▶ Exercise set:
1. Answer these questions from the interview below.
(a) How old does Ellen Broidy say she is now?
(b) What was the first bar she was ever in?
(c) Who was the president of DOB, according to Ellen Broidy?
2. Gather every line of the rows below that contains the word "reflected", matching case exactly.

▶ Source document:

-- begin --

Co-founder of the First Annual Gay Pride March in 1970 and former member of the GLF, Lavender Menace and Radicalesbians
July 2, 2018, 6pm EST and 3pm PST (By phone, Brooklyn, NY to Santa Barbara, CA)
Gwen Shockey: What was the first lesbian or queer-female space that you ever went to, whether it was a lesbian bar or political meeting or a different type of gathering space, and what did it felt like to be there?
Ellen Broidy: Well, there are two things that come to mind. Well, three actually. One from when I was quite young. I’m 72 now. I went to school in The Village – to Elementary School and Junior High – and there was a rumor that there was a donut shop or some sort of coffee shop that was a lesbian space. I can’t remember if it was on 8th street or on 6th avenue. My mother claims that she knew since I was six years old that I was a lesbian so clearly I became aware of it when I was eleven, or twelve or thirteen when I was in school. Since the coffee shop wasn’t far I would go down there after school to see who or what I could spot. I wish I could remember the name of it – maybe it didn’t even have a name – but it was definitely a place that was sort of an informal hangout.
The first bar I was ever in was the Sea Colony. I can’t remember exactly where it was and to be perfectly honest I found it terrifying.
A second space that I was in was when I was involved with a woman who was slightly older than I was and she took me to a DOB (Daughters of Bilitis) meeting and I was terrified at that too. This is terrible and completely politically incorrect but I’ll say it anyway: I’m not a particularly large person and I’m shrinking (so I was at one point larger) but I’m not a large person and I walked in to both of these spaces and these women seemed enormous to me. Physically enormous. Not imposing in the sense that I appreciate now which are large, strong women but these women scared me! I remember this clicking in my head saying, “If this is what it means to be a lesbian, I maybe need to re-compute.” It was a total visceral reaction.
GS: At the time, when you first went to the Sea Colony, were you out to friends? Were you in school? What were the circumstances for you then?
EB: I was probably 18 years old and I shouldn’t have been in there to begin with! The reality of it is Shirley Willer who was the president of DOB probably was 5’ 3” and weighed about 105 pounds but that was just not the image that was projected for my 18-year-old self. So in the search for community my first tentative forays were, “Oh no!” I’m going to get my chronology all screwed up but when I lived at NYU on Barrow Street there was a club a couple of doors down from my apartment. I think I lived at 29 Barrow, which had a lot of gay people (both men and women) and that was a more positive experience for me. The people were more mixed and closer to my age. Age was a significant factor in this because for every year that these women had on me I must have added ten pounds to them
GS: It’s so interesting that you describe it in this way. Are you a very visual person?

-- end --

Dataset entries:
-- begin --

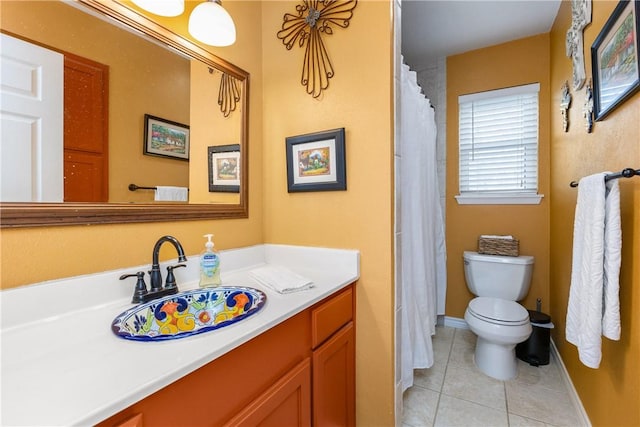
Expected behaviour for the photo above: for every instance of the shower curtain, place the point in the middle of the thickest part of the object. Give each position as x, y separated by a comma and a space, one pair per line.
423, 255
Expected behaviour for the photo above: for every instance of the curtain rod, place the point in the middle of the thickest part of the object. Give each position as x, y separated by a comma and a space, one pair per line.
624, 173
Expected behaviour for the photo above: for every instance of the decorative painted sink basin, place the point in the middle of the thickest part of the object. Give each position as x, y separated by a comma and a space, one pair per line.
188, 313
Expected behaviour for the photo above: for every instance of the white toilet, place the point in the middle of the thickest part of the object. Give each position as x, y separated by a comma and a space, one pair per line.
494, 316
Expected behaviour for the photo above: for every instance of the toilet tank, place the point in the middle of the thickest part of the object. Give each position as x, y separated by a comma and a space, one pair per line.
498, 276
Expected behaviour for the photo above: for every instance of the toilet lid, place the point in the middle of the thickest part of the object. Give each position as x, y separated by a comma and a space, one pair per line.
499, 311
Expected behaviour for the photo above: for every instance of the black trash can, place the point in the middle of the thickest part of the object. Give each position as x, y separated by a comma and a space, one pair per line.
535, 350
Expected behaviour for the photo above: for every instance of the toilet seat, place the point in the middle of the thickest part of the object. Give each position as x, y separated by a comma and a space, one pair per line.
498, 311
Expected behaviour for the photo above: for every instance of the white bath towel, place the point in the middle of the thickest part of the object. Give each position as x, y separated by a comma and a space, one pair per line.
593, 296
171, 194
280, 279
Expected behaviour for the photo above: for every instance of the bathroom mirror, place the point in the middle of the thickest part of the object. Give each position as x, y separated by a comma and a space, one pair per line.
208, 205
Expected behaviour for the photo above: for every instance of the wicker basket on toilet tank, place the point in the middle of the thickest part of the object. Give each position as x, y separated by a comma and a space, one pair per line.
498, 246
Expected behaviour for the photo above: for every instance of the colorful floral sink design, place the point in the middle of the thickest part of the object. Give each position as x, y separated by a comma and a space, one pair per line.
188, 313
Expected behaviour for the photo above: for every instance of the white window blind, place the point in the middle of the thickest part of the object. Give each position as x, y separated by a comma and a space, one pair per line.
498, 133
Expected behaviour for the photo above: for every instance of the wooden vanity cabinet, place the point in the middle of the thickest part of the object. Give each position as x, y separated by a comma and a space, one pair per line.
299, 373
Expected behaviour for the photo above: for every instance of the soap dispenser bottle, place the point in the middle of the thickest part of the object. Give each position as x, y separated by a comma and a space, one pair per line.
209, 265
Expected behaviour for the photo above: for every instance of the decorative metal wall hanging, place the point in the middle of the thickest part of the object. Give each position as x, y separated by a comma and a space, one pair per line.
580, 18
229, 94
565, 103
312, 18
587, 109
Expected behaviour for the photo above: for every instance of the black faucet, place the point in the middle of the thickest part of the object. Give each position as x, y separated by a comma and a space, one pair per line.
156, 276
141, 295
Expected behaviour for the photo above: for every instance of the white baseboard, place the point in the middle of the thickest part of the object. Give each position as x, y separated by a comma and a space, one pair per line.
455, 322
573, 394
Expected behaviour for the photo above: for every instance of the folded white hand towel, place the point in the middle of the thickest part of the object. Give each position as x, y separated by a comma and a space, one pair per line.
593, 295
280, 279
612, 260
171, 194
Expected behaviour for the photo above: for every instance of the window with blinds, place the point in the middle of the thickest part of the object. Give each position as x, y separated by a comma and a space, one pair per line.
498, 133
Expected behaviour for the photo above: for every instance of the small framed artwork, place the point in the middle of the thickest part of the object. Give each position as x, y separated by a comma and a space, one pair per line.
316, 162
614, 59
165, 138
224, 168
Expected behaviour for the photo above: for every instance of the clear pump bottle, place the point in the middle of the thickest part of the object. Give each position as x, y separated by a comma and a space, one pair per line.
209, 265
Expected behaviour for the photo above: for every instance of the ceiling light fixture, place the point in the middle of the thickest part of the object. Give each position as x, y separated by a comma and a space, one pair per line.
209, 23
161, 7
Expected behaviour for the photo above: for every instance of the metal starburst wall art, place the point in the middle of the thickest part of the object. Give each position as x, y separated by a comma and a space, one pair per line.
312, 19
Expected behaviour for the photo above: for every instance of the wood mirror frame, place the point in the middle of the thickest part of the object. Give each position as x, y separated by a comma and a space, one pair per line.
51, 214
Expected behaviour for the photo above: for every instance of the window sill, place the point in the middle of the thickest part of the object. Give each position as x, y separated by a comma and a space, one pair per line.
500, 199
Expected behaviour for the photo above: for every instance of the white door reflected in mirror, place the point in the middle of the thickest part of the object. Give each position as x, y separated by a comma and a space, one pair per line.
32, 123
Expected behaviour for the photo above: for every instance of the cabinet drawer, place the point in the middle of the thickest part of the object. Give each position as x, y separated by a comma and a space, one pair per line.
331, 316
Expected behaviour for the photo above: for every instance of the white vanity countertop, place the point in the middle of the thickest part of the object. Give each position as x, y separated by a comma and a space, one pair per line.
62, 365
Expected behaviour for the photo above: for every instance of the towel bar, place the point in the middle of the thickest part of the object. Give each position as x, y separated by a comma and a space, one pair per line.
133, 187
624, 173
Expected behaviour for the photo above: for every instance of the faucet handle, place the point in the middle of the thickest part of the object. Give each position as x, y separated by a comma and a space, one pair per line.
141, 287
171, 279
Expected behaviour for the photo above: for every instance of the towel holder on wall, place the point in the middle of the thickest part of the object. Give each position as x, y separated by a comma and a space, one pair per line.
624, 173
133, 187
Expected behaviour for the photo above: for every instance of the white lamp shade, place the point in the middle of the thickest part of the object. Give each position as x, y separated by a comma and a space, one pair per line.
161, 7
209, 23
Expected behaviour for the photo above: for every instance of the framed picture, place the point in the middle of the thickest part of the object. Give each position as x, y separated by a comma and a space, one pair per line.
165, 138
614, 59
224, 168
316, 162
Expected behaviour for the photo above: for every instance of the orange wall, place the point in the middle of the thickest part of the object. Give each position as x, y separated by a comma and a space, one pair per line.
131, 76
36, 254
610, 394
515, 63
359, 98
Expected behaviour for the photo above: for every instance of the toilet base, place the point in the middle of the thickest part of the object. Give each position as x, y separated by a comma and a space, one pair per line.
496, 360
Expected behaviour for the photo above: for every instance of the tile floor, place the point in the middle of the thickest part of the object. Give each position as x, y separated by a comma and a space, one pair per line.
455, 393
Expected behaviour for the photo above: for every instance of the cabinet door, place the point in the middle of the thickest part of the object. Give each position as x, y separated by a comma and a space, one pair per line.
334, 380
285, 403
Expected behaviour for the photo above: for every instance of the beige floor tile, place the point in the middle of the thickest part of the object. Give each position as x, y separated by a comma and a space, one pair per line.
465, 336
474, 386
462, 353
419, 407
454, 412
454, 392
518, 421
541, 404
431, 378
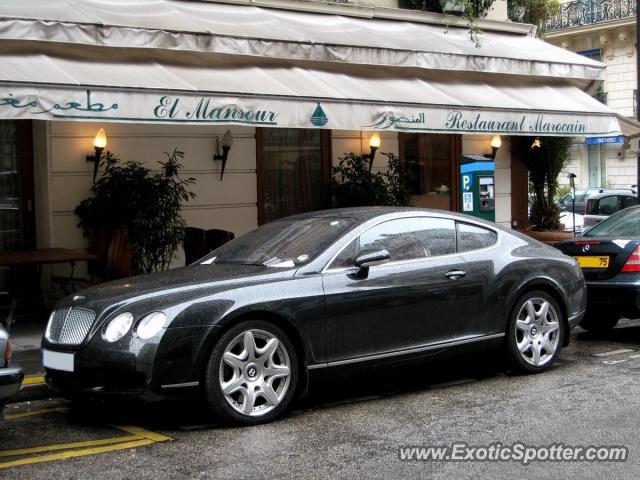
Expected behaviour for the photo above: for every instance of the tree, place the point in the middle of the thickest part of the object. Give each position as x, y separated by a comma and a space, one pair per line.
545, 158
144, 205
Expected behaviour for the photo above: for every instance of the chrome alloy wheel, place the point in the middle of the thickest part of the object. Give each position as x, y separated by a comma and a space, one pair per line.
255, 372
537, 331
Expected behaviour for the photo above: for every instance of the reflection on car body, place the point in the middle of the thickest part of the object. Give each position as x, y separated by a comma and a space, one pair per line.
247, 325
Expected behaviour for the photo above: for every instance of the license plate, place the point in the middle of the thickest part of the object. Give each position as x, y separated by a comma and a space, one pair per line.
593, 262
58, 360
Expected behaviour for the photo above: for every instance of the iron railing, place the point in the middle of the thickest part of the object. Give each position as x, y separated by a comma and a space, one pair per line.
590, 12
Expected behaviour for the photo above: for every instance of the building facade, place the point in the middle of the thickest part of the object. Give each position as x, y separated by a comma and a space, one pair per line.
296, 84
604, 31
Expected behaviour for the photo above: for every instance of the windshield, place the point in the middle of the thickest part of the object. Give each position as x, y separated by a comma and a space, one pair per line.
625, 223
283, 243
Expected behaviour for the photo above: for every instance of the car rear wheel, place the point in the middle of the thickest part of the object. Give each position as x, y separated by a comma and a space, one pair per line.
251, 374
535, 332
599, 320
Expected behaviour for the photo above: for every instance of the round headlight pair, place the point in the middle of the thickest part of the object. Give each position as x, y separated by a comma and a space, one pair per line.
148, 327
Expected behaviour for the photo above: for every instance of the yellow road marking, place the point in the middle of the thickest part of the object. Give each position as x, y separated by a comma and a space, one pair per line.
38, 379
141, 432
66, 446
16, 416
137, 437
76, 453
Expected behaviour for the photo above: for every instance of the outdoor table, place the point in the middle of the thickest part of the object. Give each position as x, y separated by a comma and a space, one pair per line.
37, 258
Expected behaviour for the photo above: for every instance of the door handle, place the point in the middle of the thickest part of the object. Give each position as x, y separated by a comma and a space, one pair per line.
455, 274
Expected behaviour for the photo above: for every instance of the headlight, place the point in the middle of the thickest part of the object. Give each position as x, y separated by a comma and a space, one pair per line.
117, 327
47, 332
151, 325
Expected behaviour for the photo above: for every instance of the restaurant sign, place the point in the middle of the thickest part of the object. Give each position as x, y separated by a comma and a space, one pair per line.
290, 112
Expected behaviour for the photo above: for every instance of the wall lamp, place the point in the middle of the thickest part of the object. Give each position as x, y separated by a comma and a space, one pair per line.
496, 143
99, 144
374, 144
537, 143
226, 144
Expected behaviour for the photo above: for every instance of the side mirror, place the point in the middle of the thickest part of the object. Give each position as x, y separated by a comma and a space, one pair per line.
372, 258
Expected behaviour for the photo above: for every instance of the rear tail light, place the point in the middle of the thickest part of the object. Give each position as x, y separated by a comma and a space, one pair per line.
633, 262
7, 353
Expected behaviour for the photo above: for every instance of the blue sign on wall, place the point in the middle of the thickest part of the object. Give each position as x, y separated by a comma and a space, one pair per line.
602, 140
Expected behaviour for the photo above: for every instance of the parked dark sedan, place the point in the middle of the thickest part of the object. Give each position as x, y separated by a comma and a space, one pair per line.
248, 323
609, 254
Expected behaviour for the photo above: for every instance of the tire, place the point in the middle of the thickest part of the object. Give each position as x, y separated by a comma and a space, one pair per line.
598, 320
257, 364
535, 337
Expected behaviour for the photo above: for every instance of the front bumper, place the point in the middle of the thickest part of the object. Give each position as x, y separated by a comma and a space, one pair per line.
132, 367
10, 382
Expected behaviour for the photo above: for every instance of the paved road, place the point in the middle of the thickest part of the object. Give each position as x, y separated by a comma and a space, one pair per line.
348, 429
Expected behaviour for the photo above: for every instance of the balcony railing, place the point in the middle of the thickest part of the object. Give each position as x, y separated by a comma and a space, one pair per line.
590, 12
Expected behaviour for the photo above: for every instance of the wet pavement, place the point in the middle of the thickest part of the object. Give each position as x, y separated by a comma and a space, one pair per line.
350, 428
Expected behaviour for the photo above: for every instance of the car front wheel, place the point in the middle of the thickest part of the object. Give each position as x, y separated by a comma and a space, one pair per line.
535, 332
251, 374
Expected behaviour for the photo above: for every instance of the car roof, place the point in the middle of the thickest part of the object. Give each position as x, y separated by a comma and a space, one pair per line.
608, 193
364, 214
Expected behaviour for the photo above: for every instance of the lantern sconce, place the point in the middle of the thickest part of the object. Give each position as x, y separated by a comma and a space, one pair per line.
537, 143
374, 144
496, 143
99, 144
226, 144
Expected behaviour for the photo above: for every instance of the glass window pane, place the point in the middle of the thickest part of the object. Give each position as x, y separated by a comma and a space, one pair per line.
292, 177
10, 213
428, 158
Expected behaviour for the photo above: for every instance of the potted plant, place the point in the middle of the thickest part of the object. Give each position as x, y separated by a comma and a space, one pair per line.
536, 12
144, 206
545, 158
352, 184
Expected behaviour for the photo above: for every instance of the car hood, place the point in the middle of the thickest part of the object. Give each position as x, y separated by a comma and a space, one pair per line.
179, 284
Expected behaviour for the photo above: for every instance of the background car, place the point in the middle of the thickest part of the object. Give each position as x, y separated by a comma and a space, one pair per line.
609, 254
566, 203
10, 376
602, 205
248, 324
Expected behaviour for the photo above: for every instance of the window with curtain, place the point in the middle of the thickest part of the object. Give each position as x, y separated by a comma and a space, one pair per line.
292, 172
429, 158
10, 188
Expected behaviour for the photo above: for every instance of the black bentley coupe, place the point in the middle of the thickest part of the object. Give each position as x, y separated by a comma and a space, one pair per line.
246, 325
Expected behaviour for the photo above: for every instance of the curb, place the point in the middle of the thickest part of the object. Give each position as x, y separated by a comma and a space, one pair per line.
33, 388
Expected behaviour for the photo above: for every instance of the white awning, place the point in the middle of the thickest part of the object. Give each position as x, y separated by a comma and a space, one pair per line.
236, 29
81, 80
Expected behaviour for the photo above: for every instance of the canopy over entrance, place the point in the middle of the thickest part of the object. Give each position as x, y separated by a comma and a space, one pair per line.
108, 60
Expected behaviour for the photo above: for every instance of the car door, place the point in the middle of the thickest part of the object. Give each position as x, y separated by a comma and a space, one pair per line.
411, 302
478, 246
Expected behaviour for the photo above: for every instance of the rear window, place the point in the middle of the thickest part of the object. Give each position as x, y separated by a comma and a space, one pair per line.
605, 205
472, 237
623, 224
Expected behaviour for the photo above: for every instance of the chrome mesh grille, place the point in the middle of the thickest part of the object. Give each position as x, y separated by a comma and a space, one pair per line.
70, 326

-- end --

▶ The solutions:
1.
(a) 72
(b) The Sea Colony
(c) Shirley Willer

2.
Expected behaviour for the photo above: for every instance of the white door reflected in mirror, place the point in the middle of the thickest part of the object. Give each position as x, y separated by a comma and a space, one pair per line.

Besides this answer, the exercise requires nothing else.